(Data listing)
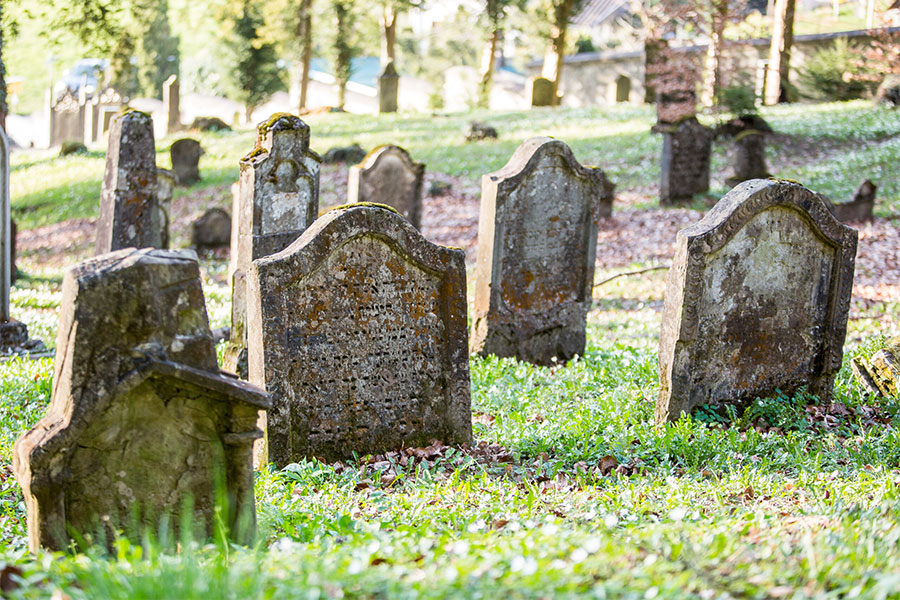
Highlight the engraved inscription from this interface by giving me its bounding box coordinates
[284,235,448,453]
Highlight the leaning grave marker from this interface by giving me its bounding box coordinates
[248,205,472,466]
[656,179,857,422]
[347,144,425,229]
[472,137,614,365]
[97,109,162,254]
[225,113,322,378]
[13,248,269,551]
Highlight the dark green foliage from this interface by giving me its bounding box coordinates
[799,39,871,101]
[224,0,285,115]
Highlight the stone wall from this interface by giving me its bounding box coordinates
[528,28,900,107]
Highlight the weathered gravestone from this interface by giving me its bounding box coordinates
[656,179,857,422]
[347,145,425,229]
[653,117,713,204]
[0,129,28,353]
[472,137,613,365]
[225,113,322,378]
[169,138,203,185]
[97,110,162,254]
[248,205,472,466]
[13,248,269,550]
[378,61,400,112]
[531,77,553,106]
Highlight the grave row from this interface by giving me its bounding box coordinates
[14,113,857,549]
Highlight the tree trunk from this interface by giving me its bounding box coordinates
[541,0,574,106]
[381,2,397,67]
[764,0,795,105]
[297,0,313,112]
[478,28,500,108]
[701,0,728,106]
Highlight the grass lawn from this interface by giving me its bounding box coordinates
[0,102,900,600]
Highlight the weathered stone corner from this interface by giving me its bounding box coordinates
[248,205,472,466]
[656,179,857,422]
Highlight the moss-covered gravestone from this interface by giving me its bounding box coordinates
[656,179,857,422]
[850,337,900,398]
[347,145,425,229]
[13,248,269,550]
[225,113,322,378]
[248,205,472,466]
[472,137,613,365]
[97,109,162,254]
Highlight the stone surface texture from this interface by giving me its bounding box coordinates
[248,205,472,466]
[653,117,713,205]
[225,113,322,378]
[471,137,614,365]
[191,207,231,252]
[347,145,425,229]
[169,138,203,185]
[656,179,857,422]
[97,110,162,254]
[13,249,268,550]
[850,337,900,398]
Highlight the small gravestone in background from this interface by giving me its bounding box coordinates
[653,117,713,205]
[248,205,472,466]
[13,248,269,551]
[531,77,553,106]
[191,208,231,252]
[225,113,322,378]
[163,75,181,134]
[472,137,613,365]
[97,109,162,254]
[169,138,203,185]
[347,145,425,229]
[378,61,400,113]
[656,179,857,422]
[830,179,878,223]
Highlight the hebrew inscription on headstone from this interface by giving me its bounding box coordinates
[472,137,614,365]
[13,248,269,550]
[225,113,322,377]
[347,145,425,229]
[656,179,857,422]
[248,205,472,466]
[97,110,162,254]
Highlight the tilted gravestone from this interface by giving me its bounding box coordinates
[225,113,322,377]
[378,61,400,113]
[97,110,162,254]
[472,137,614,365]
[656,179,857,422]
[169,138,203,185]
[347,145,425,229]
[248,205,472,466]
[13,248,269,550]
[653,117,713,205]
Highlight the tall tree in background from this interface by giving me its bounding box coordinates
[223,0,284,121]
[261,0,314,112]
[764,0,795,105]
[478,0,522,108]
[541,0,584,105]
[331,0,359,109]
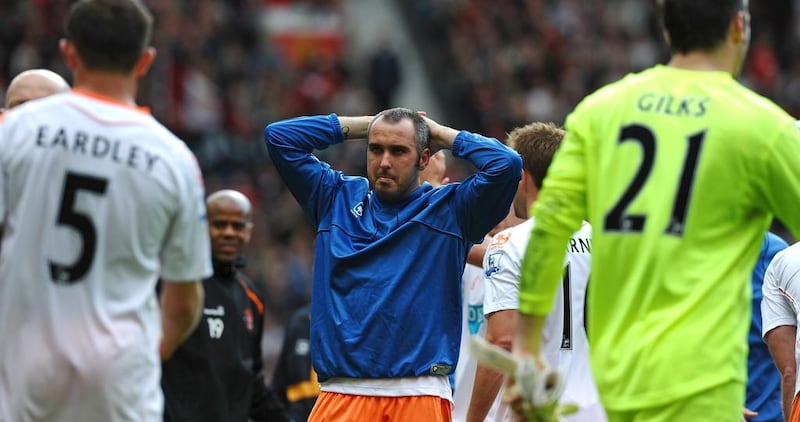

→ YOUR GOAL
Pick out each line of the listing that contains the word "inscription", matching case exactly, and copy those lines.

→ SOLUTION TO THE PROBLEM
Highlight the engraved inscription from this interface by giving me its bounding box coordinates
Highlight the hebrew inscription on headstone from this interface by giving me its bounding box coordinates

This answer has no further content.